CHALLENGE :: Rewrite the part that opens with the line containing "each fish fin" and continues through the end of the entries, swapping "pixel coordinates" for "pixel positions" and leaving every other line as it is.
─── EXCERPTED RECORDS
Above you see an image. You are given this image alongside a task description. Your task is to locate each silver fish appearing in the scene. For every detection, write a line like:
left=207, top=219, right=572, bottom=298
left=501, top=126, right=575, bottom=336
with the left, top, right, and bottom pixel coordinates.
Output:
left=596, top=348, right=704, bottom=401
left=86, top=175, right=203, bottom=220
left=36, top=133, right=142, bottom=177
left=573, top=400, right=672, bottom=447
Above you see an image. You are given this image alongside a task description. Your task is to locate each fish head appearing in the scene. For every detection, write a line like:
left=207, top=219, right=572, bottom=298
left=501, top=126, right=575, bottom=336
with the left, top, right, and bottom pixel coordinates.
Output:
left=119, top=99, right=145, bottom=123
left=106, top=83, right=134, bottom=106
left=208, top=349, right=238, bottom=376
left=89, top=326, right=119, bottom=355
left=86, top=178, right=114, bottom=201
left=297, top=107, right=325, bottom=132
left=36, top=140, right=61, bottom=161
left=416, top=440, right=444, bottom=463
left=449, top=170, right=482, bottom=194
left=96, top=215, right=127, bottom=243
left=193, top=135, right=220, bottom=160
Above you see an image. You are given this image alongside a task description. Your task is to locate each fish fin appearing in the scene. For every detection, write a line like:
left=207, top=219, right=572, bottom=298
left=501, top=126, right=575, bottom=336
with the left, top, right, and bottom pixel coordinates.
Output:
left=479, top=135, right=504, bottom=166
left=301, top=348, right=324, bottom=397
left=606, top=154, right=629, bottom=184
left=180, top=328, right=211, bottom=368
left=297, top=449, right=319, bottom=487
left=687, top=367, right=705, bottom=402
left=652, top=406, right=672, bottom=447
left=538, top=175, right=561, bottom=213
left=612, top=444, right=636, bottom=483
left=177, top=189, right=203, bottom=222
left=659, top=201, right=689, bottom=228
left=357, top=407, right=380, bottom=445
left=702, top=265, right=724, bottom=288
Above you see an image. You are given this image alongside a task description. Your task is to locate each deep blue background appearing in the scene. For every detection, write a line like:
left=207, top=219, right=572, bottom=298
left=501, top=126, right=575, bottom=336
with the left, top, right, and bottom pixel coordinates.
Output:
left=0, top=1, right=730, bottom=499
──────
TASK RESPONSE ::
Above you see an image. You are given this image alongside a task description. Your task is to locate each fish fin appearing in the scene. For every detection, write a line like:
left=207, top=219, right=572, bottom=298
left=501, top=126, right=575, bottom=336
with the left, top, right, and bottom pixel positions.
Output:
left=479, top=135, right=504, bottom=166
left=301, top=348, right=324, bottom=397
left=606, top=154, right=629, bottom=184
left=180, top=328, right=211, bottom=368
left=297, top=449, right=319, bottom=487
left=687, top=367, right=705, bottom=402
left=652, top=406, right=672, bottom=447
left=538, top=175, right=561, bottom=213
left=612, top=444, right=636, bottom=483
left=177, top=189, right=203, bottom=222
left=659, top=201, right=689, bottom=228
left=357, top=407, right=380, bottom=445
left=702, top=265, right=724, bottom=288
Above you see an image. You are given this image alongside a task description. Your task is to locate each deep blue background appearing in the scene. For every detection, write a line like:
left=207, top=219, right=572, bottom=298
left=501, top=126, right=575, bottom=336
with the left, top, right, and bottom pixel positions.
Output:
left=0, top=1, right=730, bottom=499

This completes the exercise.